■ INSTRUCTION
Write the lines below as a JSON array of strings, one string per line, with blank lines left out.
┌─ ROWS
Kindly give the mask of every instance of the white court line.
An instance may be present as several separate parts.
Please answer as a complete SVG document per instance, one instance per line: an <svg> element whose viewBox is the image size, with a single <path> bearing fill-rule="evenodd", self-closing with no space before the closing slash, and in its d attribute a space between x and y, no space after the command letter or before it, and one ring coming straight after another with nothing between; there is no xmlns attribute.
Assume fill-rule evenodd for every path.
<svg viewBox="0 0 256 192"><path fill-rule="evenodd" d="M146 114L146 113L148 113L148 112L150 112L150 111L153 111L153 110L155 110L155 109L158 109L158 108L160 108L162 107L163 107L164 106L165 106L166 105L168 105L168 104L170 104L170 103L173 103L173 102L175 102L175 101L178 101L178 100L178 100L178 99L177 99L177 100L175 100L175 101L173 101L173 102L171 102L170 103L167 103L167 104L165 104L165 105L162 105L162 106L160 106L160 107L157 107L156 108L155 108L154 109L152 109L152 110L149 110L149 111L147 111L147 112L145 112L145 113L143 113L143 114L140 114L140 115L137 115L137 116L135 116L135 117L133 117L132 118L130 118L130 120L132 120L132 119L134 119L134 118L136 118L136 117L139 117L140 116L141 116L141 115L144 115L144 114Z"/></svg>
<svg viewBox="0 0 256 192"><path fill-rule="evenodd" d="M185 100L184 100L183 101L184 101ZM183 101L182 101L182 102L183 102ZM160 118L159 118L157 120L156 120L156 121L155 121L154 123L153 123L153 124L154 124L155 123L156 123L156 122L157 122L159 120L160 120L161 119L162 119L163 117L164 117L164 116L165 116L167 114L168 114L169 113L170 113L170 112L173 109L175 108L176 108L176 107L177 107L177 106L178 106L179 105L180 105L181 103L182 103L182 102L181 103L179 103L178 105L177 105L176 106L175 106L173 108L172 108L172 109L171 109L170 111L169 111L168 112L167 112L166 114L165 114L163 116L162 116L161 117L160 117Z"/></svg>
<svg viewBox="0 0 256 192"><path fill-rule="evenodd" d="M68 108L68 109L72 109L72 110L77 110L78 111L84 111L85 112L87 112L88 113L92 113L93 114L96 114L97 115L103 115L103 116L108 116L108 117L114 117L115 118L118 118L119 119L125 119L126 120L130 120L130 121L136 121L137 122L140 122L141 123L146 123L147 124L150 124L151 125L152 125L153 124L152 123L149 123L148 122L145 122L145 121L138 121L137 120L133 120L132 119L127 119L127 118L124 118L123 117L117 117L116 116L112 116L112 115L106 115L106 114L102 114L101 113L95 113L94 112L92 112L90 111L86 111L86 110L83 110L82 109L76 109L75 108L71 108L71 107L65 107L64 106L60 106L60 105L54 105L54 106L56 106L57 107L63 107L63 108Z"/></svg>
└─
■ FULL SOLUTION
[
  "Kindly give the mask of every instance of the white court line.",
  "An instance may be present as several separate parts.",
  "Please answer as a complete SVG document per instance, one instance per line: an <svg> element whose viewBox is the image size, with a single <path> bearing fill-rule=\"evenodd\", self-closing with no space before the closing slash, and in its d attribute a space between x and y, no space after the command letter or before it, and one ring coming straight after another with nothing between; there is no xmlns attribute.",
  "Assume fill-rule evenodd for every path.",
  "<svg viewBox=\"0 0 256 192\"><path fill-rule=\"evenodd\" d=\"M146 114L146 113L148 113L148 112L150 112L150 111L153 111L153 110L155 110L155 109L158 109L158 108L160 108L162 107L163 107L164 106L165 106L166 105L168 105L168 104L170 104L170 103L173 103L173 102L175 102L175 101L178 101L178 100L178 100L178 99L177 99L177 100L175 100L175 101L173 101L173 102L171 102L170 103L167 103L167 104L165 104L165 105L162 105L162 106L160 106L160 107L157 107L156 108L155 108L154 109L152 109L152 110L149 110L149 111L147 111L147 112L145 112L145 113L143 113L143 114L140 114L140 115L137 115L137 116L135 116L135 117L133 117L132 118L130 118L130 120L132 120L132 119L134 119L134 118L136 118L136 117L139 117L140 116L141 116L141 115L144 115L144 114Z\"/></svg>",
  "<svg viewBox=\"0 0 256 192\"><path fill-rule=\"evenodd\" d=\"M185 100L184 100L183 101L184 101ZM183 101L182 101L182 102L183 102ZM160 118L159 118L157 120L156 120L156 121L155 121L154 123L153 123L153 124L154 124L155 123L156 123L156 122L157 122L159 120L160 120L161 119L162 119L163 117L164 117L164 116L165 116L167 114L168 114L169 113L170 113L170 112L173 109L175 108L176 108L176 107L177 107L177 106L178 106L179 105L180 105L181 103L182 103L182 102L181 103L179 103L178 105L177 105L176 106L175 106L173 108L172 108L172 109L171 109L170 111L169 111L168 112L167 112L166 114L165 114L163 116L162 116L161 117L160 117Z\"/></svg>",
  "<svg viewBox=\"0 0 256 192\"><path fill-rule=\"evenodd\" d=\"M68 108L68 109L72 109L72 110L77 110L78 111L84 111L85 112L87 112L88 113L92 113L93 114L96 114L97 115L103 115L103 116L108 116L108 117L114 117L115 118L118 118L119 119L125 119L126 120L130 120L130 121L136 121L137 122L140 122L141 123L146 123L147 124L150 124L151 125L152 125L153 124L152 123L149 123L148 122L145 122L145 121L138 121L137 120L133 120L132 119L127 119L127 118L124 118L123 117L117 117L116 116L112 116L112 115L106 115L106 114L102 114L101 113L95 113L94 112L92 112L90 111L86 111L86 110L83 110L82 109L76 109L75 108L71 108L71 107L65 107L64 106L60 106L60 105L54 105L54 106L56 106L57 107L63 107L63 108Z\"/></svg>"
]